● **Work to do**:
[A] According to the passage on student withdrawal, how many online course editions are included in the Open University Learning Analytics Dataset?
[B] Write what comes next in the passage on student withdrawal, picking up after its last sentence.

● **Source text**:
____________

Besides setting the conceptual framework, we performed a practical implementation based on an open dataset from a world-leading online university: The Open University Learning Analytics Dataset (OULAD; Kuzilek et al., 2017). This dataset contains data from more than 30,000 students enrolled in 22 online course editions from different disciplines, including the withdrawal date for students who abandon different courses. Based on these data, we analysed the impact of students’ demographics on withdrawal, determining risk factors and quantifying their impact. Demographics have been identified as some of the causes behind withdrawal (Hachey et al., 2022; Muljana & Luo, 2019) and constitute key features for early dropout prediction in online environments (Radovanovic et al., 2021). Nonetheless, the proposed method is applicable to any other variable of interest such as academic performance, background, or psychological features/traits that may impact it.

Literature Review

The Concept of Withdrawal

The analysis of dropout has long been present in educational literature, with 1900-1950 being considered the age of early development, broadening horizons in the 1990s, and showing rising interest in recent years. Compilations can be found linked to higher education (Aljohani, 2016; Behr et al., 2020; Larsen et al., 2013) and specifically to online scenarios (Hachey et al., 2022; Lee & Choi, 2011; Muljana & Luo, 2019; Xavier & Meneses, 2020).

Works by Tinto (1975) expounded upon one of the most relevant initial models explaining dropout in traditional education. The core of this theory is the student integration model, where persistence is explained by a student’s motivation and ability to match the social and academic characteristics of the institution where she is studying. Years later, Bean (1985) introduced the student attrition model, which relies on the concept of behavioural intention, where dropout is conditioned by a mixture of academic, social-psychological, environmental, and socialisation factors.

These two theories and their combination in Cabrera et al. (1992) and later in Rovai (2003) have been at the core of subsequent studies on the topic. According to Rovai (2003), academic performance and dropout are a combination of student characteristics, student skills, external factors, and internal factors. These four make up the composite persistence model (CPM) and reflect the multivariate nature of dropout.

The term university dropout is commonly used to describe situations where students leave the university before obtaining a formal degree (Larsen et al., 2013). Behind this definition lies a complex phenomenon, evidenced by the list of related terms such as dropout, departure, withdrawal, failure, non-continuance or non-completion (Xavier & Meneses, 2020). Dropout is the opposite of retention, defined as “continued student participation in a learning event to completion, which in higher education is a course, program, institution, or system” (Berge & Huang, 2004, p. 3).

At the course level, most papers dealing with withdrawal do not provide a formal definition (77.78% according to a recent scoping review; Xavier & Meneses, 2020). In our research, we used the definition provided by the Open University as “cease studying a module without the intention to resume the study of that module” (Open University, 2022, p. 6).

____________

Box-labeled dataset extracts
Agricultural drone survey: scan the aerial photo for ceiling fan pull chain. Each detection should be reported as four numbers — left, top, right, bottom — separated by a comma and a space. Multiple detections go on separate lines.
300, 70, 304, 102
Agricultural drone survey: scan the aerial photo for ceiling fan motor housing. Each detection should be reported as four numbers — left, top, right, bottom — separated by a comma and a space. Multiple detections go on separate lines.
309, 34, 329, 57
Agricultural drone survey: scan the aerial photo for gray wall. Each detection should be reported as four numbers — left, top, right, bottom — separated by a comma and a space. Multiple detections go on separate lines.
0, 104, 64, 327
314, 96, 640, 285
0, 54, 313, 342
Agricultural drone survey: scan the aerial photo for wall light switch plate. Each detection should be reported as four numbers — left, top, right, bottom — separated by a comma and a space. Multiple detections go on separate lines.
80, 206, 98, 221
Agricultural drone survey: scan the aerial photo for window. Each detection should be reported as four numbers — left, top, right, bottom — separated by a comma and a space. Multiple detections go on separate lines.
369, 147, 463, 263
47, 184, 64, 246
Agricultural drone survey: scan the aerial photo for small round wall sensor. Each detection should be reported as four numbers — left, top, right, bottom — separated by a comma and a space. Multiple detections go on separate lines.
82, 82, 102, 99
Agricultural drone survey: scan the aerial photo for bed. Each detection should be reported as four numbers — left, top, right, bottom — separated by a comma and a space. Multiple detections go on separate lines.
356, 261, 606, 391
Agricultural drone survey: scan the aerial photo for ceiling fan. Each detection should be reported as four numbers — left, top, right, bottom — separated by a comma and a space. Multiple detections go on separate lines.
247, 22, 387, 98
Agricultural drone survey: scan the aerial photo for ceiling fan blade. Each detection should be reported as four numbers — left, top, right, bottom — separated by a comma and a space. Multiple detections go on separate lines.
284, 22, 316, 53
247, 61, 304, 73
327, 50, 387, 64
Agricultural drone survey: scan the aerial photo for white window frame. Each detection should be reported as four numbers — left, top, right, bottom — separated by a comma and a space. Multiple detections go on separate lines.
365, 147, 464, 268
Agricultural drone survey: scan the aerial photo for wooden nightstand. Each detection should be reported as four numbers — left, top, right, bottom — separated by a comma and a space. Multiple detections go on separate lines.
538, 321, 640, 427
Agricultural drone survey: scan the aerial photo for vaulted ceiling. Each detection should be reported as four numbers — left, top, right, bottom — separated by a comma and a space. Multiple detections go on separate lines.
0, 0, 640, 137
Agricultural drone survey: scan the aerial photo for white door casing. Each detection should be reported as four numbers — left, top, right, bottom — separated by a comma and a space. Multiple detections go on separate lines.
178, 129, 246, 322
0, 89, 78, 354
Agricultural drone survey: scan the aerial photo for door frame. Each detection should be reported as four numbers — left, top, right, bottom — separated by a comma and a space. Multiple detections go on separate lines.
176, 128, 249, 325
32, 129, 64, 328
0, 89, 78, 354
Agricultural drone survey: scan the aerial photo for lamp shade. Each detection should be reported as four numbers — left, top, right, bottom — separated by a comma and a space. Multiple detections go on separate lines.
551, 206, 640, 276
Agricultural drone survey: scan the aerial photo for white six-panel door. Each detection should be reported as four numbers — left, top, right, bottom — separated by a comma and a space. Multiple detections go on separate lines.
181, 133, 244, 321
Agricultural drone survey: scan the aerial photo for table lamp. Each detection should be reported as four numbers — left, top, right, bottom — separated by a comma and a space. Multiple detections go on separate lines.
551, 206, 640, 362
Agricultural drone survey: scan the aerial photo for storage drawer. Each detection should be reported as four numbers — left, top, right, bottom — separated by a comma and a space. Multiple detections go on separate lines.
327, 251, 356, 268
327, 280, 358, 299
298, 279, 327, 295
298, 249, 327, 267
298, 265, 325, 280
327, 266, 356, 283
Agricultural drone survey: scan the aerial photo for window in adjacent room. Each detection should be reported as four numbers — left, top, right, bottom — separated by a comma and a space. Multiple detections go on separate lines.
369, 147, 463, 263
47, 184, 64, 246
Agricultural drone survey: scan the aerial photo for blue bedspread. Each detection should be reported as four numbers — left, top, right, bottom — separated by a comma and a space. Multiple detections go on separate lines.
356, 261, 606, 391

____________

● **Task results**:
[A] 22 online course editions.

[B]
Approaches for the Identification of Populations at Risk: Survival Analysis

The first stage of a correct intervention design is an accurate and reliable identification of learners at risk (Rienties et al., 2016). Surveys and different data mining techniques are typical approaches used in this identification. Prevalent techniques include decision trees and random forest (Behr et al., 2020), but a whole set of methods can be found in the literature (Xing et al., 2019). However, only a low percentage of studies make use of longitudinal data approaches and, in particular, survival analysis. Ameri et al. (2016) indicated that “there is only a limited attempt at using these methods in student retention problems” (p. 904). Xing et al. (2016) also showed that the performance of classical techniques used to predict dropout could be improved by accommodating temporal modelling approaches.

The use of survival analysis at the course level in the literature is focused on MOOC scenarios (recently Moreno-Marcos et al., 2019; Rizvi et al., 2022; Xing et al., 2019). The existing studies covering survival analysis in OHE all focus on analysing the semesters when students drop out from the university rather than withdrawal from within courses (Ameri et al., 2016; Cobre et al., 2019; Villano et al., 2018). Two of the studies (Ameri et al., 2016; Villano et al., 2018) focused more on comparing the prediction capability of survival methods to existing techniques. On the other hand, Cobre et al. (2019) tried to identify in which semesters students are most likely to drop out, applied in two different academic programmes in Brazil.

Although some studies (Ameri et al., 2016; Villano et al., 2018) highlighted its interpretation of results and its suitability for analysing underlying student issues and helping the design of interventions, none of the studies examined survival analysis itself. Moreover, to the best of our knowledge, none of the studies examined within-course withdrawal. Considering the importance of the moment of withdrawal as well as the method’s longitudinal approach and interpretability, we consider it a suitable approach to designing targeted actions oriented to reducing withdrawal.

Influence of Demographics

Rovai’s model indicates the relevance of a student’s personal factors linked to dropout in online studies. Focusing on online education, different compilations (Hachey et al., 2022; Lee & Choi, 2011; Muljana & Luo, 2019) investigated the relevance of these factors and showed a lack of consensus among the studies analysed. As noted by Lee and Choi (2011), “findings of many studies were incompatible with one another regarding the relationship between demographics and online students’ persistence in online courses” (p. 603).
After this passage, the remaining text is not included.